Task requirements: Could the lines from the one with "Target = jagged cliff face" through the end of the listing be restated exactly, with nothing else included?

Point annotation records
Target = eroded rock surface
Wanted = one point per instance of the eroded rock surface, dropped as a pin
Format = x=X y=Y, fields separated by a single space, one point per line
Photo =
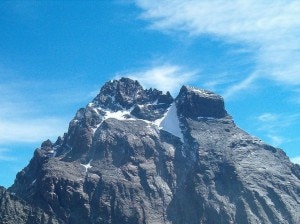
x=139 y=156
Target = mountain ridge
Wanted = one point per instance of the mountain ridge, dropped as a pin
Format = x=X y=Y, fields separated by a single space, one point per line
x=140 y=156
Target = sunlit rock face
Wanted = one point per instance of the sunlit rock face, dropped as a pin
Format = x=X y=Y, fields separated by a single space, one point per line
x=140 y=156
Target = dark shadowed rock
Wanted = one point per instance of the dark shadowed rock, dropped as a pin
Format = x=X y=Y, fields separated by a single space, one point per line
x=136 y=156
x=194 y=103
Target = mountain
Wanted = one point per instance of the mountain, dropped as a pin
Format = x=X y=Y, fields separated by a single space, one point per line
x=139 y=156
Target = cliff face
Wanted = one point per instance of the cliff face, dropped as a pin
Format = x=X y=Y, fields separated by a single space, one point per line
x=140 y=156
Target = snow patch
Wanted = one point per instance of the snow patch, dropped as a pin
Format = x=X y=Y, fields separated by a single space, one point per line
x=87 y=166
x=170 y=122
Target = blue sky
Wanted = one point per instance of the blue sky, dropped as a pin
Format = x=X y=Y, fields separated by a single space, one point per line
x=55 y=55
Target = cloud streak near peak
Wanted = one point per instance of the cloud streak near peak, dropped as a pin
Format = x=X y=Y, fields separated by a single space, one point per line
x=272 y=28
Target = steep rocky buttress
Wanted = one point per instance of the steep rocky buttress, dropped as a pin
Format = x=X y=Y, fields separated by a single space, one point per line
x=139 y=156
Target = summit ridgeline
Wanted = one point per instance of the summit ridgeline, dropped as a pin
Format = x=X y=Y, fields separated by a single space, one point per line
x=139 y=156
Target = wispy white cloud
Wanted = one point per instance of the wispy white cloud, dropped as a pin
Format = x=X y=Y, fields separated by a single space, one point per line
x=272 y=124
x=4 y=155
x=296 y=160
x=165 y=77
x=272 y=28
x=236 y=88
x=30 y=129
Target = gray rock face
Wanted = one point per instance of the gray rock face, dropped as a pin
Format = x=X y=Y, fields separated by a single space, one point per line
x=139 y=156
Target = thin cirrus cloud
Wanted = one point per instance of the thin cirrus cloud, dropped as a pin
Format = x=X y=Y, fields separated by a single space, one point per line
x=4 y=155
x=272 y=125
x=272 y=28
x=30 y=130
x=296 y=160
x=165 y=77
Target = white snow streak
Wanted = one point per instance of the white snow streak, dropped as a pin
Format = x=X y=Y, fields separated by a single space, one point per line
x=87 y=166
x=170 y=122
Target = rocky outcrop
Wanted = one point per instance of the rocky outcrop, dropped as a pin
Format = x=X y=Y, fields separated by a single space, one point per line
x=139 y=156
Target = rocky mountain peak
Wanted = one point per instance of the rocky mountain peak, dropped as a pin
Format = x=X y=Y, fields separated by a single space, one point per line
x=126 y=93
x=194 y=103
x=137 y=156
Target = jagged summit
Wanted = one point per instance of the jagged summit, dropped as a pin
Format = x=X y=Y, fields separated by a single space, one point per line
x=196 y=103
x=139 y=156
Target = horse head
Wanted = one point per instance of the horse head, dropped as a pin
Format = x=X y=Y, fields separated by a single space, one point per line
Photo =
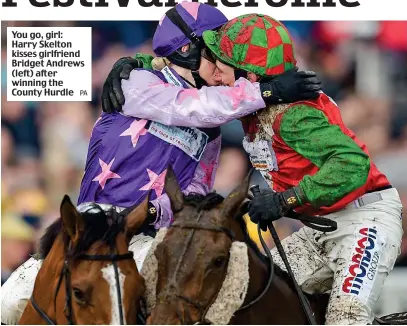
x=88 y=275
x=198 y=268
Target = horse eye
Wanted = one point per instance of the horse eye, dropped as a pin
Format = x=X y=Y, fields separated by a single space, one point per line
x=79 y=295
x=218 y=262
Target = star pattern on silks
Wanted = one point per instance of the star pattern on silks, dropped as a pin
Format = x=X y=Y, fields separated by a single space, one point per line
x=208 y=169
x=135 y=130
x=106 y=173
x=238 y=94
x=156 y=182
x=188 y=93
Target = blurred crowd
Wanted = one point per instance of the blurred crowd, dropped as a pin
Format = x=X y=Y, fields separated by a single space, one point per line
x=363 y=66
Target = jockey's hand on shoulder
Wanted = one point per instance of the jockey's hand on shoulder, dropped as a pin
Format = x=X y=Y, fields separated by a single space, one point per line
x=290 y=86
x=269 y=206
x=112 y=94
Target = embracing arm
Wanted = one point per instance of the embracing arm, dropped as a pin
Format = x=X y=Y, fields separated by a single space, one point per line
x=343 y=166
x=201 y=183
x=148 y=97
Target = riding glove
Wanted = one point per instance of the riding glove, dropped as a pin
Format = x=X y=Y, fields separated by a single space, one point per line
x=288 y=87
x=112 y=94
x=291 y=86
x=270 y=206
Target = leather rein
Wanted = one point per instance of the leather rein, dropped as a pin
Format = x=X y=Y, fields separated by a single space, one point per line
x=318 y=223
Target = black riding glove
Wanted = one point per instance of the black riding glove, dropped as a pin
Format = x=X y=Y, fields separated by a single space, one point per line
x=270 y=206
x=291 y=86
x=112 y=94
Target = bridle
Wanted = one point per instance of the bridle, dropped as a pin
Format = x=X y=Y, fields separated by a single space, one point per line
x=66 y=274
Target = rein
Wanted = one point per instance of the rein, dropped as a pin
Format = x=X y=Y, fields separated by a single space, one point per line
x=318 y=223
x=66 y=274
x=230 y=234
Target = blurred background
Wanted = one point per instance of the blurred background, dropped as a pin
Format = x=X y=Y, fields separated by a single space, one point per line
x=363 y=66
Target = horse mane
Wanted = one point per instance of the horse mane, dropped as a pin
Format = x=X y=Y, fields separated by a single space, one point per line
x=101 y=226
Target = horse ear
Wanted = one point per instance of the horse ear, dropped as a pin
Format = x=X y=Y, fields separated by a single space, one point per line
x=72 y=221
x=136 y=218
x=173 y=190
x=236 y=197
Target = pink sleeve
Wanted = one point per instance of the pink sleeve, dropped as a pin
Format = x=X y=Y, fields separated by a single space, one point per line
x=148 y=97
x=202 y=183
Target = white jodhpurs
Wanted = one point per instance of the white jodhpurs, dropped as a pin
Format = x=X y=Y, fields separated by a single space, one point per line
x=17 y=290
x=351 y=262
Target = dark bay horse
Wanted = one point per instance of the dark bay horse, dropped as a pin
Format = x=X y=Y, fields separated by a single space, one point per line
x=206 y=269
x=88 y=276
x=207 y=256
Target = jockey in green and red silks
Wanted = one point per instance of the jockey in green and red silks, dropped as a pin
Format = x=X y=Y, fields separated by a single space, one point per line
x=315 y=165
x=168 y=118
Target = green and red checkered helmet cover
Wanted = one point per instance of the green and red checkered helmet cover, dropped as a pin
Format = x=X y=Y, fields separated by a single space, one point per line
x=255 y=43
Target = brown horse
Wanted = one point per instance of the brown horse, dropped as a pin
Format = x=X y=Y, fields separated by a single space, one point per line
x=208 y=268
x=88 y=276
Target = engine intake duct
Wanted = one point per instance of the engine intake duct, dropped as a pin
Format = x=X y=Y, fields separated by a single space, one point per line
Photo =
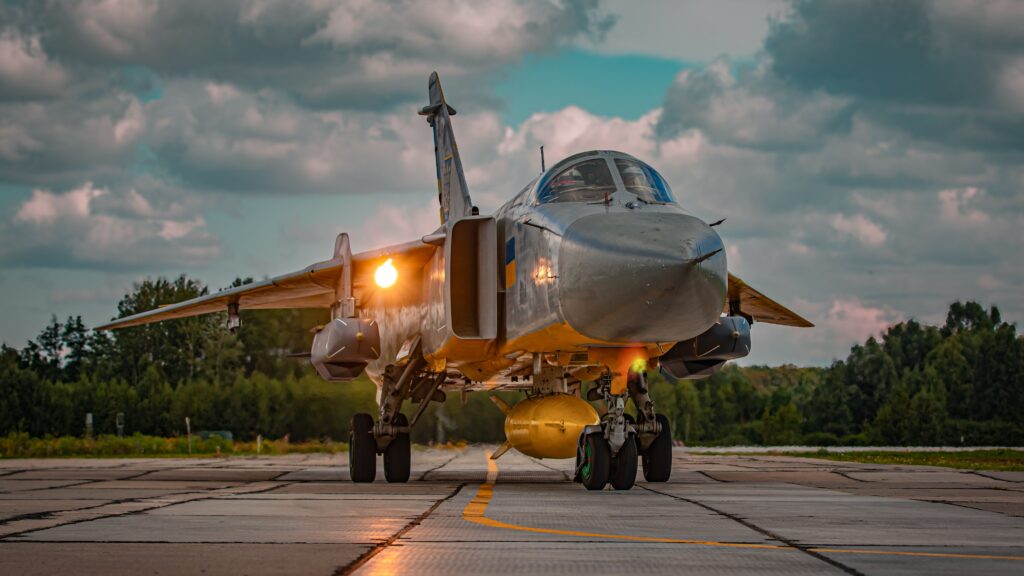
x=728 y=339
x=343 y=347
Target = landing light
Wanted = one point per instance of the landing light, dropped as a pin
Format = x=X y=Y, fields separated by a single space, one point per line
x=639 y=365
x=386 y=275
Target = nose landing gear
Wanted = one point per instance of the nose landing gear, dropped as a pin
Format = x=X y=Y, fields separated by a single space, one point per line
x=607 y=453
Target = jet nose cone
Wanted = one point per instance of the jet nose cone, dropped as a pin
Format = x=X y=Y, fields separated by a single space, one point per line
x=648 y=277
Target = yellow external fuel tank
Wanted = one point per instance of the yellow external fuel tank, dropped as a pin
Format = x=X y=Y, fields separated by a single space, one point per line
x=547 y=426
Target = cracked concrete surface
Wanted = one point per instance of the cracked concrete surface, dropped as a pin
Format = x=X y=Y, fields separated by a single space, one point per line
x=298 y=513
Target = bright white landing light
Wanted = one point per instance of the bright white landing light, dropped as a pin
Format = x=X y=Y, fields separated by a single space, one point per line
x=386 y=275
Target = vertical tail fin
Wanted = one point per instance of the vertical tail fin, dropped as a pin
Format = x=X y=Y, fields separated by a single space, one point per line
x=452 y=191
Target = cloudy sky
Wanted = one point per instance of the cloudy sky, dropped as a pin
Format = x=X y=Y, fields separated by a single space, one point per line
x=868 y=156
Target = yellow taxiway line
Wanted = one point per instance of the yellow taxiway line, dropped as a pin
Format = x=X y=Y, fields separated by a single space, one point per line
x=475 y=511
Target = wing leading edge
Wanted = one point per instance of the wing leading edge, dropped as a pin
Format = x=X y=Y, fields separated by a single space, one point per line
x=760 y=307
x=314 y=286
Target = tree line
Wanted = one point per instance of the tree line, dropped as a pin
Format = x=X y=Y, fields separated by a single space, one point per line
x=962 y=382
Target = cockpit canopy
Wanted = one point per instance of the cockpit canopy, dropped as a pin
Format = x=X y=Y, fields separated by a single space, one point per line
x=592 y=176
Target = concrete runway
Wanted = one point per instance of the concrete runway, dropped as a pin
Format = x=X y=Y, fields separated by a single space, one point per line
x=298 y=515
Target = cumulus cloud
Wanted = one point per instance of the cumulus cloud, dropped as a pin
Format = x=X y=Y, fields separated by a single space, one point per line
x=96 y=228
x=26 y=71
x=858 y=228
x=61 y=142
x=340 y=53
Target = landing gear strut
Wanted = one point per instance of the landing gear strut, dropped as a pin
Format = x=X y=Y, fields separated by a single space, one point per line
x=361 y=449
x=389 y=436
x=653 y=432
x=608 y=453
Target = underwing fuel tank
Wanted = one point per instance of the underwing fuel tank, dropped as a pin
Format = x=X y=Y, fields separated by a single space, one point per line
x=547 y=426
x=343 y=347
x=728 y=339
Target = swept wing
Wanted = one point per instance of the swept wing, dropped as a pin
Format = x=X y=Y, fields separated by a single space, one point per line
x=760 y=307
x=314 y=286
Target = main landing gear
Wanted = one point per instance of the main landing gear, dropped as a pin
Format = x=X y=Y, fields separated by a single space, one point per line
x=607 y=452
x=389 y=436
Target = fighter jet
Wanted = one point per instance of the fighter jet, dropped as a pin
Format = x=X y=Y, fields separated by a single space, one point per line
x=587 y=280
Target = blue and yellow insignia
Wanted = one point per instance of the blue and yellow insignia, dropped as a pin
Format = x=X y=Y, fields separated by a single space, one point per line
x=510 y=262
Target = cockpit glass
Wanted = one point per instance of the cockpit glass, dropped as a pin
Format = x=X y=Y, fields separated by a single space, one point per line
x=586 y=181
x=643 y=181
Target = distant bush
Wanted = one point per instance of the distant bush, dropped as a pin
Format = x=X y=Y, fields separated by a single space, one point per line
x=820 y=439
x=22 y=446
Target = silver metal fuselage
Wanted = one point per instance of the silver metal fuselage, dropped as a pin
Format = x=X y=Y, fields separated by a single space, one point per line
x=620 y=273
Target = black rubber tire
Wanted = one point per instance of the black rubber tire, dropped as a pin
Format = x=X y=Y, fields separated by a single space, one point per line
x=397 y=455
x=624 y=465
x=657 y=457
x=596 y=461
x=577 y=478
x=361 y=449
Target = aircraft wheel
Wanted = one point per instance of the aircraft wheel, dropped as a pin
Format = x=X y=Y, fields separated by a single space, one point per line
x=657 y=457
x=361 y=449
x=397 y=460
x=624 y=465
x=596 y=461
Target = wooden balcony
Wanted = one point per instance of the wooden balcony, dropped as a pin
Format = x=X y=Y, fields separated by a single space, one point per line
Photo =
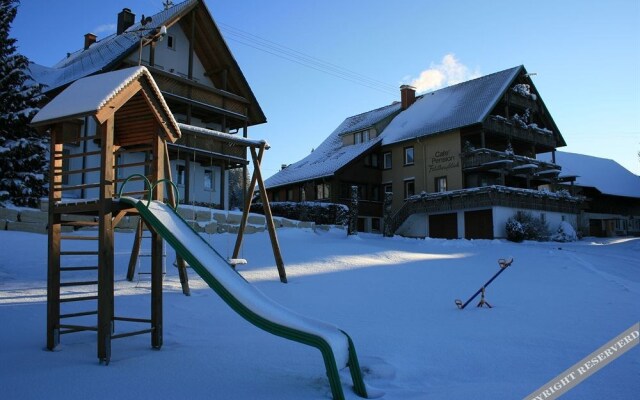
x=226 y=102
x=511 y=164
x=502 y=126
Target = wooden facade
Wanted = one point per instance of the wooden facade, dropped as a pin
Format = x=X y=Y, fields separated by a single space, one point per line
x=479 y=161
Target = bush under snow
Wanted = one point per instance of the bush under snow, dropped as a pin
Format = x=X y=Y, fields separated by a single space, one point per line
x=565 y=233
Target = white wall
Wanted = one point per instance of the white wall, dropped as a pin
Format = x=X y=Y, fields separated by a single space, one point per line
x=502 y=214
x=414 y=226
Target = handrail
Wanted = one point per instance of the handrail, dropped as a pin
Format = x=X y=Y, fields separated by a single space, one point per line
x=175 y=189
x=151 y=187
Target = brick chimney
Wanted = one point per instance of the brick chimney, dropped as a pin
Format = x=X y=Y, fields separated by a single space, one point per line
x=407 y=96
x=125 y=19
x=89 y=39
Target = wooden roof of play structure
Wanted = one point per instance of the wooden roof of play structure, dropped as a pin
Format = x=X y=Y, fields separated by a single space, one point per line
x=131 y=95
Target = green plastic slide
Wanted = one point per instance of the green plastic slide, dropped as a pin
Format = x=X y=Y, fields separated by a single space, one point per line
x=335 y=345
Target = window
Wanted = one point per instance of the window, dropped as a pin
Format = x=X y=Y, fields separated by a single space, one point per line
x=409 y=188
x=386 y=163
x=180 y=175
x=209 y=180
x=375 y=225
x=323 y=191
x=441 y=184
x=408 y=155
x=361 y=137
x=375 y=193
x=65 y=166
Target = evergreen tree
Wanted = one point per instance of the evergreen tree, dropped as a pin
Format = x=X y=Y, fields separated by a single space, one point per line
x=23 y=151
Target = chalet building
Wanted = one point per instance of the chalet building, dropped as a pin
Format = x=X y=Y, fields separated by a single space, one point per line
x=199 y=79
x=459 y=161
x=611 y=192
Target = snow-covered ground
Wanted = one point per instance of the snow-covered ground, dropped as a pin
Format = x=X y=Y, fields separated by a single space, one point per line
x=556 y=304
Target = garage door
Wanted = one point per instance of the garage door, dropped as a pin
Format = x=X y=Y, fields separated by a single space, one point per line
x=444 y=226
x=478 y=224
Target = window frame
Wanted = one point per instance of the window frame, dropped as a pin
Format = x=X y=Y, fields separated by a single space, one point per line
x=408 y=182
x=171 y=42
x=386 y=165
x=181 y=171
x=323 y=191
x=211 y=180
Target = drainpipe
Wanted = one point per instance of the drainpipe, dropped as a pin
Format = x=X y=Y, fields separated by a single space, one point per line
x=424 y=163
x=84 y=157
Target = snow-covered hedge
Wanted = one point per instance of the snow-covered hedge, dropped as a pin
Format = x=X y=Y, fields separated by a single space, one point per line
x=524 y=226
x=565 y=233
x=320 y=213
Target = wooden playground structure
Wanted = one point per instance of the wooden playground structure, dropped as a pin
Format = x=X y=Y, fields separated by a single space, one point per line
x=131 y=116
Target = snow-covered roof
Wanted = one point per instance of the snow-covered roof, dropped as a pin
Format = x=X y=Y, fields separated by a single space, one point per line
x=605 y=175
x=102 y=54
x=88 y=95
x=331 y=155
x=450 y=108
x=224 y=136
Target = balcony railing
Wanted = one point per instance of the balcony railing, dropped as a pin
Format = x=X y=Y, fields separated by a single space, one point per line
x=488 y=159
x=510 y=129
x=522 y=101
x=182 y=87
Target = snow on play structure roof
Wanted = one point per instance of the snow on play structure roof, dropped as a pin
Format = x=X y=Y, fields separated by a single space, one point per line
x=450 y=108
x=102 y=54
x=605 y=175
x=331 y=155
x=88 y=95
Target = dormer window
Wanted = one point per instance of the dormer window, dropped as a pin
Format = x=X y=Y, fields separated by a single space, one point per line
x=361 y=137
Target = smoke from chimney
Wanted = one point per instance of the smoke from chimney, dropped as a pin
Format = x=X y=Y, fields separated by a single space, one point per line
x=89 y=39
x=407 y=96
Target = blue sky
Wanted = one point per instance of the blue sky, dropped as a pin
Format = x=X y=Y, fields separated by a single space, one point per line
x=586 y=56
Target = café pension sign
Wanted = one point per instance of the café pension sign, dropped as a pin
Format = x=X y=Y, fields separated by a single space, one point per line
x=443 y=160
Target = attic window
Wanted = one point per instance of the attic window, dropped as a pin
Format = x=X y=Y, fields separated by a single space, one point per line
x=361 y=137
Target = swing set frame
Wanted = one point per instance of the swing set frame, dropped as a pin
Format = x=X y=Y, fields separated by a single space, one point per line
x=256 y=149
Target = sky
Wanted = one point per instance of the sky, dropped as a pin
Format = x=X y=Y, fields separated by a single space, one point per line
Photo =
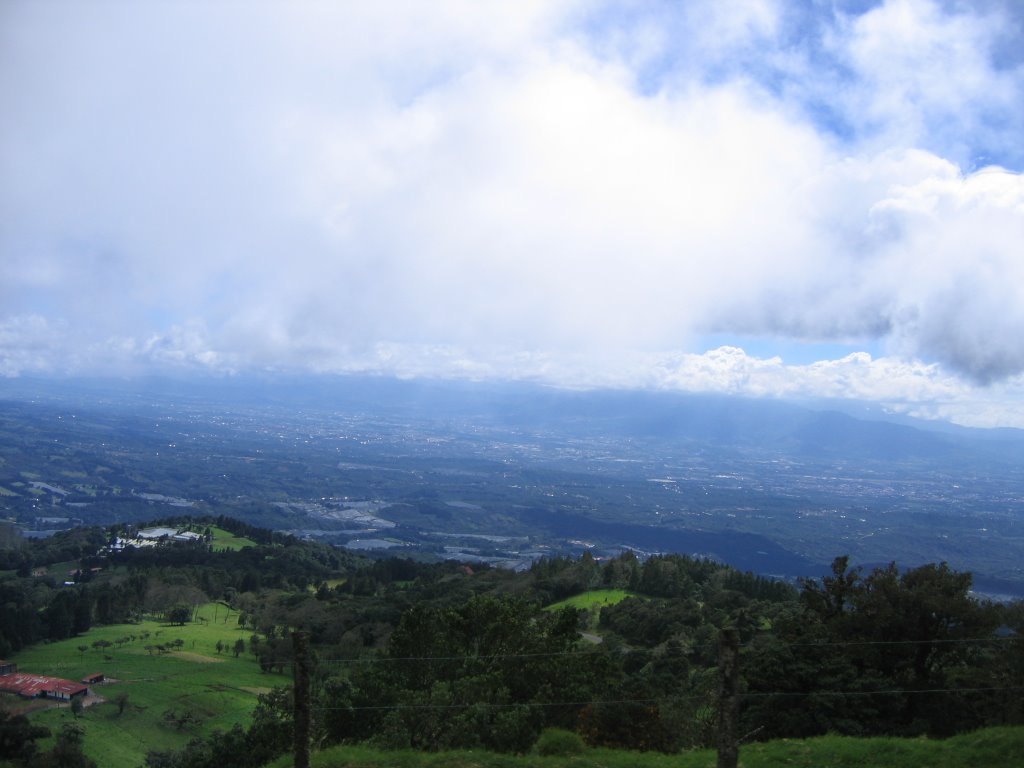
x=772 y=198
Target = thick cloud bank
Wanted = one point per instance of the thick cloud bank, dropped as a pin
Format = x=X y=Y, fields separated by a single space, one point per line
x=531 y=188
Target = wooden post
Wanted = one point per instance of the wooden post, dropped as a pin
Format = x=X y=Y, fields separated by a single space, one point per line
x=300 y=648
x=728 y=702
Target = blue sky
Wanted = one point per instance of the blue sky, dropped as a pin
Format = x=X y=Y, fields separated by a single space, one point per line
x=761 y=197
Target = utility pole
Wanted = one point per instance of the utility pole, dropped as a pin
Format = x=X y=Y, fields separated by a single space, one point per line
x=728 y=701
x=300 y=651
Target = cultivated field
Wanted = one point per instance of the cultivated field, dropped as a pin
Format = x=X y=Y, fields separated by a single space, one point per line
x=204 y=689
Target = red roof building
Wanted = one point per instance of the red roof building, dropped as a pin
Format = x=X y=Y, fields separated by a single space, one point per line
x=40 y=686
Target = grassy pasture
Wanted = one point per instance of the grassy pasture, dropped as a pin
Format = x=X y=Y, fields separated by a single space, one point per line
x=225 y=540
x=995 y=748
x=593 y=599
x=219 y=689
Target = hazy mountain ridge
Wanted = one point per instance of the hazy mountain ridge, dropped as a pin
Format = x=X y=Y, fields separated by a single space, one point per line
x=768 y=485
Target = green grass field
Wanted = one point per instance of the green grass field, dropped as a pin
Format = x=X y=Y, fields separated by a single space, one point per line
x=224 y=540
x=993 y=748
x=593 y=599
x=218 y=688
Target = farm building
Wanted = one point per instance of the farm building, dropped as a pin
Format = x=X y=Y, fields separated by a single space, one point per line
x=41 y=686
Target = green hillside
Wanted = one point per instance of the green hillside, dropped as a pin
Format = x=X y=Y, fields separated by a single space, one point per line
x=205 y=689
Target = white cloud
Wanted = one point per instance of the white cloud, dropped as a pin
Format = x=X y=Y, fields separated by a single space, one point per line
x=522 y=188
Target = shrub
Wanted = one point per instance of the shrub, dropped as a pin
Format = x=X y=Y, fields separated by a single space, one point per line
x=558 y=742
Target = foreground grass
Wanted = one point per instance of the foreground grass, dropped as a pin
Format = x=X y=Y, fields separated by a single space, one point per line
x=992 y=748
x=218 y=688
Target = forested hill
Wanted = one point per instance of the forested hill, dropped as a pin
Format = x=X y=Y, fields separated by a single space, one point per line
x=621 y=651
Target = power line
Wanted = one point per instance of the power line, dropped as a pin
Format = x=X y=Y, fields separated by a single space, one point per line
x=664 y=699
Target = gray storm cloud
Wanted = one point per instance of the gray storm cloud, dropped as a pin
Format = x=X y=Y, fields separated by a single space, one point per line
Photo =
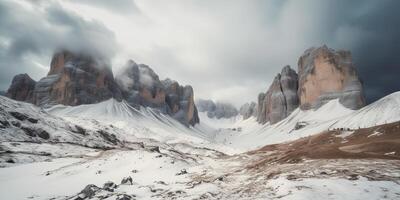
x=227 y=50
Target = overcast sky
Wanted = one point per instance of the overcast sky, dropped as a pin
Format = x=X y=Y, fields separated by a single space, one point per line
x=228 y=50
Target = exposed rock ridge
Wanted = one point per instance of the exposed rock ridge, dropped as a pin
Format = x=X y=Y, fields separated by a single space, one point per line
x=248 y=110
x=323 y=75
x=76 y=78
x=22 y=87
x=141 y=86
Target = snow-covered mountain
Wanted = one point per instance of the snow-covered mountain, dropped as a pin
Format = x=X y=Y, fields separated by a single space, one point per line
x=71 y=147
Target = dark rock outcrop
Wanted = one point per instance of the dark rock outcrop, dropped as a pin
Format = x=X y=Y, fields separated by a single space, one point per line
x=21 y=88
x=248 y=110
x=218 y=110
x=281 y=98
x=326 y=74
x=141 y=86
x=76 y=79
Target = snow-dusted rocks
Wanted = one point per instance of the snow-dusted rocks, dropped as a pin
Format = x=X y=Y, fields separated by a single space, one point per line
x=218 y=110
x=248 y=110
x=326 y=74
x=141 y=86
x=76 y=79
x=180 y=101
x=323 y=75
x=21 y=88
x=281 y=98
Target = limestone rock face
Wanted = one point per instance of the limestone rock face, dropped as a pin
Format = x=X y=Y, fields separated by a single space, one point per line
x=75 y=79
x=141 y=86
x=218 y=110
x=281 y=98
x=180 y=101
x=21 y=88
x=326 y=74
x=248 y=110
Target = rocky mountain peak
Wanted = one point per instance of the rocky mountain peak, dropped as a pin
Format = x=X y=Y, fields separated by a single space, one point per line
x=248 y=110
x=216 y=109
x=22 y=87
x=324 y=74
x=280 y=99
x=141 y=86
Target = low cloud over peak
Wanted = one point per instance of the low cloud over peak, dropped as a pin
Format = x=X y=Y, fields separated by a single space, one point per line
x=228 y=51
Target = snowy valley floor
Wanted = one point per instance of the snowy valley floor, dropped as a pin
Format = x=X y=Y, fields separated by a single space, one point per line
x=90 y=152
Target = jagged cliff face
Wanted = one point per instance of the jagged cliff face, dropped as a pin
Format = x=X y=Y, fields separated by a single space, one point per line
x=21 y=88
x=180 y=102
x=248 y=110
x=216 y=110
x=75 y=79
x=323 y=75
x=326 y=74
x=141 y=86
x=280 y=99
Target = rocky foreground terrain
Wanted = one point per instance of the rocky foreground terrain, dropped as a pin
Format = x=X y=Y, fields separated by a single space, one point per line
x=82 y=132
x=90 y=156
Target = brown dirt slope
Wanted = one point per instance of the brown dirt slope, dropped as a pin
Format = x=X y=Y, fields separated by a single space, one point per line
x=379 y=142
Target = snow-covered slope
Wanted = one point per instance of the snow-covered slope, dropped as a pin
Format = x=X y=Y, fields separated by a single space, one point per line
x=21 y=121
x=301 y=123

Exercise response:
Target = jagged cliff face
Wanted = one point per instance of the jagged cliff face, dropped as a pin
Format = x=X y=Y, fields separated by a single space, one point per line
x=21 y=88
x=180 y=102
x=248 y=110
x=216 y=110
x=75 y=79
x=323 y=75
x=326 y=74
x=141 y=86
x=280 y=99
Target = rocky foreground terrain
Wanted = one point per instance of the rocky foreground terrain, dropped as a pin
Format = x=X y=Y, fields separated by a single space, one point per line
x=82 y=132
x=90 y=156
Target = brown dirt slope
Wanted = one point per instance of the brown dirt slope, dropped as a pin
Format = x=X y=Y, fields separated by a single space, one point per line
x=379 y=142
Target = snow-covered slope
Wanted = one point per instance of the snow-covered slope, dropped as a pin
Format = x=X y=Y, fields separated by a single space, one point per line
x=21 y=121
x=301 y=123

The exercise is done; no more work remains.